◆ Serie de ejercicios ◆
[1] Traduzca al inglés la siguiente oración del texto sobre el bergantín «Habana»: «A su retorno, durante un tiempo fue utilizado como barco de cabotaje para transportar sal, pero la competencia de los vapores acabaría siendo despiadada con los veleros.»
[2] Según el texto sobre el bergantín «Habana», ¿en qué fecha fue vendido el barco para desguace?
[3] Devuelva sin modificaciones el fragmento del texto sobre el bergantín «Habana» que empieza en las palabras "Jaime Álvarez Rivero" y concluye después de "historia de Ribadesella.".

El día 1 de octubre de 1872, el bergantín «Habana» realizaba su última singladura a Cuba desde Ribadesella, un viaje que sería el preludio de su fin. A su retorno, durante un tiempo fue utilizado como barco de cabotaje para transportar sal, pero la competencia de los vapores acabaría siendo despiadada con los veleros. Finalmente, el 25 de abril de 1875, este bergantín tan arraigado en la vida riosellana fue vendido para desguace, y, unos días más tarde, era remolcado a Gijón para terminar allí su corta pero intensa vida de navegación.

Jaime Álvarez Rivero comenta que «lamentablemente, no se ha conservado ninguna reliquia como testigo de su memoria, ni la campana de a bordo, ni la caña del timón, ni siquiera un simple trozo de madera de las amuras». Así pues, sólo nos quedan retazos de la impronta dejada por el bergantín «Habana» en esta villa, verdadera «belle epoque» en la historia de Ribadesella.

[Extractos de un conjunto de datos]
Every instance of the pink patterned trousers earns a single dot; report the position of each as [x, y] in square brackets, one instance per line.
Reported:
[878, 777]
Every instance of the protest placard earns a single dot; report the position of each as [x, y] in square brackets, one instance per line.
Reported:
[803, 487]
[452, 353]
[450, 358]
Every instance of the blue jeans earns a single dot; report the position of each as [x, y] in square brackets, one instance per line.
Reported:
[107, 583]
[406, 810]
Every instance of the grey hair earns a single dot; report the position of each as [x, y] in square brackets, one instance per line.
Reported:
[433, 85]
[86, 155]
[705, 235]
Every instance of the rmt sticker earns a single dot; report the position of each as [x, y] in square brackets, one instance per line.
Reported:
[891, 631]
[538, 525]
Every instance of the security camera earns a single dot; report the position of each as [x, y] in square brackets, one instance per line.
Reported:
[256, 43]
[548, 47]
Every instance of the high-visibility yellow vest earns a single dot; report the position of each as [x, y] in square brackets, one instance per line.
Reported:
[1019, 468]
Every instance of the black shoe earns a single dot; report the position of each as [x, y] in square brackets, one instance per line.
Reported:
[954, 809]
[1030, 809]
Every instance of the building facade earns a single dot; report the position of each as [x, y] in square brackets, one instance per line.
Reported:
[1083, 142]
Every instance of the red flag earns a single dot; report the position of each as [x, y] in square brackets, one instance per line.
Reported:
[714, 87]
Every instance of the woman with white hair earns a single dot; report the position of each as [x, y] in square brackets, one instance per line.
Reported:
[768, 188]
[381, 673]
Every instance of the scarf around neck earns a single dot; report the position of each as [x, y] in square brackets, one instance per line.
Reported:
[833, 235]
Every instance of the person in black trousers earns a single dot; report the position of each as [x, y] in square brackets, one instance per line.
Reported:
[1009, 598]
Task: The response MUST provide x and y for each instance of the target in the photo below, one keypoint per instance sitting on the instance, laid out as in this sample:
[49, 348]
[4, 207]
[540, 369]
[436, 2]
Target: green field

◆ Respuestas numeradas ◆
[1] On its return, it was used for a time as a coastal vessel to carry salt, but competition from steamships would prove merciless to sailing ships.

[2] El 25 de abril de 1875.

[3]
Jaime Álvarez Rivero comenta que «lamentablemente, no se ha conservado ninguna reliquia como testigo de su memoria, ni la campana de a bordo, ni la caña del timón, ni siquiera un simple trozo de madera de las amuras». Así pues, sólo nos quedan retazos de la impronta dejada por el bergantín «Habana» en esta villa, verdadera «belle epoque» en la historia de Ribadesella.